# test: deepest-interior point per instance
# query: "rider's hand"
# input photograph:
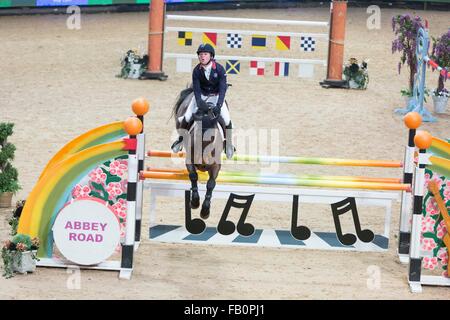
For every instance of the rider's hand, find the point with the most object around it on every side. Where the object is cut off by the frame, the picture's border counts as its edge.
(216, 110)
(203, 106)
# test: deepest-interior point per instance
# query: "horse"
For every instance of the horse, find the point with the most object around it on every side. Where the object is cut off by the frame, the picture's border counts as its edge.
(203, 139)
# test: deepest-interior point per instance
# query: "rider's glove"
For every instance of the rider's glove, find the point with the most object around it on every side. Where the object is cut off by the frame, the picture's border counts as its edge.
(216, 110)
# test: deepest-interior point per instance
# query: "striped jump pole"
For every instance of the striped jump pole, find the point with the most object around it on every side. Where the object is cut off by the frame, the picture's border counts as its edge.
(140, 107)
(423, 141)
(281, 181)
(156, 41)
(285, 175)
(412, 120)
(133, 126)
(291, 160)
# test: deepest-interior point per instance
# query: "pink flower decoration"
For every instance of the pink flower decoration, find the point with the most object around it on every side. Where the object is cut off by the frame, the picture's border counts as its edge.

........

AIM OF THE TASK: Turn the lines above into a Markdown table with the columns Row and Line, numbering each row and skipping blank lines. Leave out the pictures.

TASK OUTPUT:
| Row | Line |
|---|---|
| 1 | # test: deepest-interior point per instance |
| 2 | # query: "rider's hand" |
| 3 | # input photograph: |
| 4 | For every instance of the rider's hand, find the point with the most object around it on every side. Where the object is cut off by the frame, the picture's border counts as its edge. |
| 5 | (216, 110) |
| 6 | (203, 106) |
| 7 | # test: deepest-interior point per instance |
| 8 | # query: "horse" |
| 9 | For every instance of the horse, find the point with the most object around it on every side. Where the object is cut off by the frame, the picture's border counts as its edge. |
| 10 | (203, 139) |
| 11 | # test: deepest-interior point per instance |
| 12 | # query: "rider's glove" |
| 13 | For every instance of the rider's glove, find the point with the most object around it on every side. Where the object is cut off by the frame, the picture's border counts as its edge. |
| 14 | (216, 110) |
| 15 | # test: deepest-interior point per instance |
| 16 | # query: "striped jump pole" |
| 17 | For every instance of the striped jump pole, find the point with the most object around it on every side. Where the object is cut off by the frame, the picture's border counts as its edge. |
| 18 | (140, 107) |
| 19 | (423, 141) |
| 20 | (281, 181) |
| 21 | (156, 41) |
| 22 | (285, 175) |
| 23 | (412, 120) |
| 24 | (133, 126) |
| 25 | (291, 160) |
| 26 | # test: deepest-interior point per instance |
| 27 | # query: "pink flower decoration" |
| 28 | For every instance of the pink flower decoration, find the point with the most object around it on every side. Where the object is cut off by the frame, the picture's border counts as its edge. |